» WHAT IS ASKED
Turn every line of the records below into a numbered list, skipping blank lines. Leave the pictures out of your answer.

▼

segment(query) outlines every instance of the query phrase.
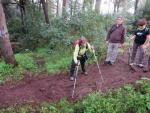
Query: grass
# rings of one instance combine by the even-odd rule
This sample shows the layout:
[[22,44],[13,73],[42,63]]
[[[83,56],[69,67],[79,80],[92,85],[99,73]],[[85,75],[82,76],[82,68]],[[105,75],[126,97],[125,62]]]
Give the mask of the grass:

▲

» RESULT FOR THIS TASK
1. segment(query) outlines every instance of the query phrase.
2. Query: grass
3. # rings of one instance combine by the even-odd rule
4. This sample shows the layout:
5. [[22,44],[13,73],[42,63]]
6. [[[83,56],[69,67],[79,80],[92,85],[99,73]],[[85,75],[82,76],[82,68]],[[105,75],[126,97],[125,62]]]
7. Give the mask of the grass:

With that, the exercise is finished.